Direction — Copy each of the records below line for line, without changing a single character.

::: Records provided :::

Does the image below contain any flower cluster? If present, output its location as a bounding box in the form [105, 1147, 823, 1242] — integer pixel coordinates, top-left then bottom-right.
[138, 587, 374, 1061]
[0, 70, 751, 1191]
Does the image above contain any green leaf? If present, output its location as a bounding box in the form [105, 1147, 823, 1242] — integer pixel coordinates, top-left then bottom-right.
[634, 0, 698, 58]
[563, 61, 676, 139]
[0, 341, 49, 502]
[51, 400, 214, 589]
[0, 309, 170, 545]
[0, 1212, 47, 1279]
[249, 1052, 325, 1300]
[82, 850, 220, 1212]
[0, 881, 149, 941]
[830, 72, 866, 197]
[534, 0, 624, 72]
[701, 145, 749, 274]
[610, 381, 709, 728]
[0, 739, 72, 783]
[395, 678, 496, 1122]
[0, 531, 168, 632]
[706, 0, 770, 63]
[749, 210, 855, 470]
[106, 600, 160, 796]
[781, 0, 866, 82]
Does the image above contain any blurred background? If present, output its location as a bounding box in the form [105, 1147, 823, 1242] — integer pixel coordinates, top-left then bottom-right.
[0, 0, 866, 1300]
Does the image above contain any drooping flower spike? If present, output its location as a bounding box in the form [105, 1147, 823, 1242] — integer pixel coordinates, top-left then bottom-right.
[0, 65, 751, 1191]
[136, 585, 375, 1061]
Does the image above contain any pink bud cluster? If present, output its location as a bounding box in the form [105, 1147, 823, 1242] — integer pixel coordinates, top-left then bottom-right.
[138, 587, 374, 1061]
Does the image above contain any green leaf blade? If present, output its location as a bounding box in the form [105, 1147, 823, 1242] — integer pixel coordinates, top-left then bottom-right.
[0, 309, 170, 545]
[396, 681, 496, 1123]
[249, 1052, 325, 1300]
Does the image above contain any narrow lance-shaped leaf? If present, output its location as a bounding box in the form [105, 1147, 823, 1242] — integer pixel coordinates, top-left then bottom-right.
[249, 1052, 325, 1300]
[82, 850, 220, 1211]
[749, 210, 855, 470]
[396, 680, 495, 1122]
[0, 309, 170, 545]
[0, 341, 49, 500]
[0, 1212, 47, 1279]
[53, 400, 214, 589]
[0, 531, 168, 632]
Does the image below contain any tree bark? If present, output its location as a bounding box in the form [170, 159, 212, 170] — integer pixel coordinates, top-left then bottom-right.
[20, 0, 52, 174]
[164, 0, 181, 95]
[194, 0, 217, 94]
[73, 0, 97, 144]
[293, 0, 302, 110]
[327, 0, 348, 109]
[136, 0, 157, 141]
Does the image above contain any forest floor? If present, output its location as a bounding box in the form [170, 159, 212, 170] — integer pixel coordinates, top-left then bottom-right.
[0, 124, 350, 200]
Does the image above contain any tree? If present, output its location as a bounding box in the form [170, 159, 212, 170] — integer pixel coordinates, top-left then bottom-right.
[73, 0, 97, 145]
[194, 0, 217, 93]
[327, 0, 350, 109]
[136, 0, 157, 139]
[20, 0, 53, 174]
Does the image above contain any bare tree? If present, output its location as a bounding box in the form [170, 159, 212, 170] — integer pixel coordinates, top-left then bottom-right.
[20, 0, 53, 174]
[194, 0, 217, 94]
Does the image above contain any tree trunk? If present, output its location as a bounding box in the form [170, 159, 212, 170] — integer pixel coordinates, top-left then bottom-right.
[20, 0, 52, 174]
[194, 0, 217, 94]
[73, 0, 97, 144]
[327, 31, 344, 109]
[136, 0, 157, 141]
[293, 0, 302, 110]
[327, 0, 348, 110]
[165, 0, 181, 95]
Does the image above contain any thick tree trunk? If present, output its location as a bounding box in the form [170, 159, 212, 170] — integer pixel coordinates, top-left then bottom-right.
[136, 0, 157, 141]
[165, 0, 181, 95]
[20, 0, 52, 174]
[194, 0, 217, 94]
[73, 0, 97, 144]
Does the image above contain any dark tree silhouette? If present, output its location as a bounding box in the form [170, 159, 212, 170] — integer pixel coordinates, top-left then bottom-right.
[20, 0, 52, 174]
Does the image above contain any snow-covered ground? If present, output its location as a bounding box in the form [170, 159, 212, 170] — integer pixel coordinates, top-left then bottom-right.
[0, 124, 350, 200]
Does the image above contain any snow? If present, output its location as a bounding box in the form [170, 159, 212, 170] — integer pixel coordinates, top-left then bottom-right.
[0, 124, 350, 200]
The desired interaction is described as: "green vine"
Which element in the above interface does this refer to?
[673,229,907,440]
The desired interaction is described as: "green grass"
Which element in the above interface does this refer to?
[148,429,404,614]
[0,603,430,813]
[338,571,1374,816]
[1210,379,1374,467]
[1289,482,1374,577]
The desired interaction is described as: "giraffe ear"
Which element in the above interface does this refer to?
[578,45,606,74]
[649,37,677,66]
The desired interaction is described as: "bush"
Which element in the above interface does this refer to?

:::

Finished answer —
Does the image below contain any flower cluster? If present, output its location as a bounding box in the form [105, 1147, 823, 1242] — integer pixel coordinates, top-left then bottom-right.
[138, 587, 374, 1061]
[0, 70, 751, 1191]
Does the image above contain any green leaf? If present, output its location as a bounding box in the form [105, 1147, 823, 1242] — integer pixel coordinates, top-left then bottom-right.
[634, 0, 698, 58]
[563, 61, 676, 139]
[0, 341, 49, 502]
[51, 400, 214, 589]
[0, 309, 170, 545]
[0, 1212, 47, 1279]
[249, 1052, 325, 1300]
[82, 850, 220, 1212]
[0, 881, 149, 941]
[830, 72, 866, 197]
[534, 0, 624, 72]
[701, 145, 749, 274]
[610, 381, 709, 728]
[0, 739, 72, 783]
[395, 678, 496, 1122]
[0, 531, 168, 632]
[706, 0, 770, 63]
[749, 210, 855, 470]
[106, 600, 160, 796]
[781, 0, 866, 82]
Does the image above contain any blurred background? If present, output its location as a bounding box in the form [105, 1147, 823, 1242] — integer pixel coordinates, top-left then bottom-right.
[0, 0, 866, 1300]
Does the image above contain any drooping flower spike? If present, output its location as a bounding box in the form [105, 1147, 823, 1242] — integer pixel coordinates, top-left then bottom-right.
[0, 65, 751, 1191]
[136, 585, 375, 1061]
Does the image above contain any pink bud cluster? If present, output its location as a bounding box in the form [105, 1147, 823, 1242] — integer pixel coordinates, top-left then bottom-right.
[138, 587, 374, 1061]
Does the image above contain any green leaf blade? If present, output its location as a bounding box in the form [105, 1147, 823, 1242] — integer pixel coordinates, top-left then bottom-right.
[0, 309, 170, 545]
[396, 681, 496, 1123]
[249, 1052, 325, 1300]
Does the image above contain any narrow lance-shaped leaf? If present, output its location as a bounding box in the form [105, 1147, 823, 1242] — integer pixel coordinates, top-left then bottom-right.
[249, 1052, 325, 1300]
[82, 850, 220, 1211]
[749, 210, 855, 470]
[396, 680, 495, 1122]
[0, 309, 170, 545]
[0, 341, 49, 500]
[0, 1212, 47, 1279]
[53, 400, 214, 589]
[0, 531, 168, 632]
Does the image below contain any tree bark? If present, output its location as a bounding box in the form [170, 159, 212, 170] — integer pixel coordinates, top-left then bottom-right.
[20, 0, 52, 174]
[164, 0, 181, 95]
[194, 0, 217, 94]
[73, 0, 97, 144]
[293, 0, 302, 110]
[327, 0, 348, 109]
[136, 0, 157, 141]
Does the image above contain any forest floor? If present, output its location as a bounding box in the form [170, 159, 212, 170] — integer pixel coordinates, top-left then bottom-right.
[0, 124, 350, 200]
Does the image above contain any tree? If present, output its location as a bounding box in the form [170, 159, 212, 170] — integer pixel coordinates, top-left then bottom-right.
[73, 0, 97, 145]
[194, 0, 217, 93]
[327, 0, 350, 109]
[136, 0, 157, 139]
[20, 0, 53, 174]
Does the image above contain any bare tree? If present, output its location as a bounding box in the form [170, 159, 212, 170] — integer pixel coordinates, top-left then bottom-right.
[20, 0, 53, 174]
[194, 0, 217, 94]
Does the image above contain any tree trunk? If present, output its location as a bounding box in the form [170, 159, 212, 170] — integer pixel coordinates, top-left then bottom-right.
[20, 0, 52, 174]
[194, 0, 217, 94]
[73, 0, 97, 144]
[327, 31, 344, 109]
[136, 0, 157, 141]
[293, 0, 302, 110]
[327, 0, 348, 110]
[165, 0, 181, 95]
Does the image above contain any thick tree trunk? If present, output its location as a bounding box in the form [170, 159, 212, 170] — integer pixel coordinates, top-left then bottom-right.
[136, 0, 157, 141]
[165, 0, 181, 95]
[20, 0, 52, 174]
[194, 0, 217, 94]
[73, 0, 97, 144]
Does the image above contain any dark tree silhouette? If present, output its location as a bounding box in the form [170, 159, 212, 170] — integer pixel coordinates, top-left then bottom-right.
[20, 0, 52, 174]
Does the image above contain any snow-covered ground? If present, output its location as a bounding box in the form [170, 159, 212, 170] — integer pixel coordinates, top-left then bottom-right.
[0, 124, 350, 200]
Does the image above contain any snow? If present, output its location as a bounding box in the form [170, 159, 212, 170] — integer pixel coordinates, top-left then bottom-right.
[0, 124, 350, 200]
The desired interaction is described as: "green vine"
Which element in the above interface does this refer to?
[673,229,907,440]
The desired interaction is described as: "green grass"
Which element in the above interface does this refer to?
[148,429,404,614]
[0,603,430,813]
[338,571,1374,816]
[1210,379,1374,467]
[1289,482,1374,577]
The desired interaction is described as: "giraffe ear"
Which element in the above interface does this refer to?
[578,45,606,74]
[649,37,677,66]
The desired interaction is described as: "bush"
Which element in the above interface does this refer to?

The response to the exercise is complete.